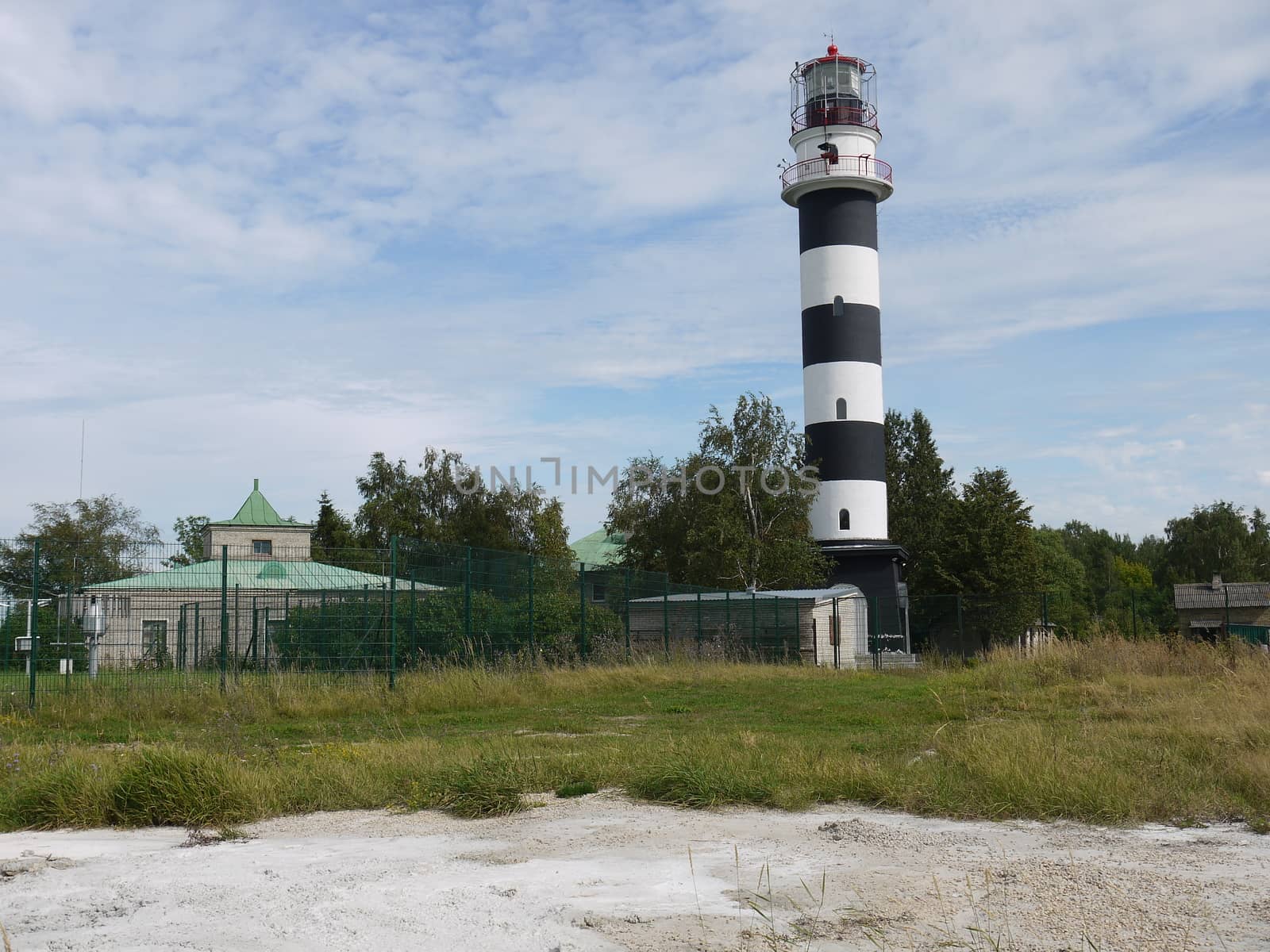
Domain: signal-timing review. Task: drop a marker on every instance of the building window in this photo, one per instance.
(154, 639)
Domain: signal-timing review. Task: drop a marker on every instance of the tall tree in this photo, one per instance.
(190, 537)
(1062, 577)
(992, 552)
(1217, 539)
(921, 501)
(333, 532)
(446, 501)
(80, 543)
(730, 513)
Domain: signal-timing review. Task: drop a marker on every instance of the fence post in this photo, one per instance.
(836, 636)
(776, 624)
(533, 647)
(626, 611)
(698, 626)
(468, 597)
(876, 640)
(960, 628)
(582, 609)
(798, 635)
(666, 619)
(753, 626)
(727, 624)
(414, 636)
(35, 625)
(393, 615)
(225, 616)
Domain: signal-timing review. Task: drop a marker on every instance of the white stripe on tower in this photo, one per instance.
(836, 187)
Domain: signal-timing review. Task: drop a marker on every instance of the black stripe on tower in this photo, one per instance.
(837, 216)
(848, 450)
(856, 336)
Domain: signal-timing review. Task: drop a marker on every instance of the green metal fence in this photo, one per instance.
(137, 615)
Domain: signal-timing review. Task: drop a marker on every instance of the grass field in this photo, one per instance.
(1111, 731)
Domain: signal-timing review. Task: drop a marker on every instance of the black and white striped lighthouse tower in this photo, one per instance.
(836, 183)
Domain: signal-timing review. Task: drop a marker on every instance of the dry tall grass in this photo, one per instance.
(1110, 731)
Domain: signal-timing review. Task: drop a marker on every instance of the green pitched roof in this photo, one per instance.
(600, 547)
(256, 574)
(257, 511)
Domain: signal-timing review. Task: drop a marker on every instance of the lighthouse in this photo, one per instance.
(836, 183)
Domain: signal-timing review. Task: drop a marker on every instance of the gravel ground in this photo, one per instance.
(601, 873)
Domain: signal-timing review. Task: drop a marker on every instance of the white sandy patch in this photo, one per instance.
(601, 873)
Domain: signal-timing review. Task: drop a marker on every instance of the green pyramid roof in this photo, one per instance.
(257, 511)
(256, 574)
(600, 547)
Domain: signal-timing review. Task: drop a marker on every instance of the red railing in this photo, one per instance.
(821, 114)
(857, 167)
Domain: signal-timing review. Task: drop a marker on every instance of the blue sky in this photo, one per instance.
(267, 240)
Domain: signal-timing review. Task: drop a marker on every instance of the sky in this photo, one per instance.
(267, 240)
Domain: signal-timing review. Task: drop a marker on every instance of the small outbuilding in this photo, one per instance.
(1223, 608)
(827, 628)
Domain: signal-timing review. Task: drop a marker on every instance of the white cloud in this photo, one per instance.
※ ※ ※
-- Directions --
Copy out the lines word for word, starting with the line that contains "tree in this photo, one per instance." and ending with the line that contains "(1111, 731)", including both.

-- Answer --
Domain: signal-timing review. Task: drop a marker on every instance of the tall tree in this photo, one per instance.
(190, 537)
(1062, 577)
(992, 552)
(1217, 539)
(921, 501)
(333, 532)
(446, 501)
(80, 543)
(730, 513)
Domain: signal-timing review. Task: drop a marker on every instance of the fence post in this photo, one per instance.
(836, 636)
(776, 624)
(533, 647)
(626, 611)
(698, 626)
(468, 597)
(876, 640)
(960, 628)
(582, 609)
(798, 635)
(666, 619)
(753, 626)
(727, 624)
(414, 636)
(35, 625)
(393, 615)
(225, 616)
Domain: signal-timing review. Task: drop a marker on every instance of the white stripe on tower in this photo, one per instance.
(836, 187)
Domain: signal-timing review. Task: drop a marker on every instance of the black stripe on tower in this photo, one per instance.
(837, 216)
(848, 450)
(856, 336)
Domain: signal-timing review. Task: drop a marker on every instance of the green metal fence in this photo, one per instance.
(137, 615)
Domain: signal-timing review. Task: drop a marker on every instance of the grass field in this photo, one per instance.
(1111, 731)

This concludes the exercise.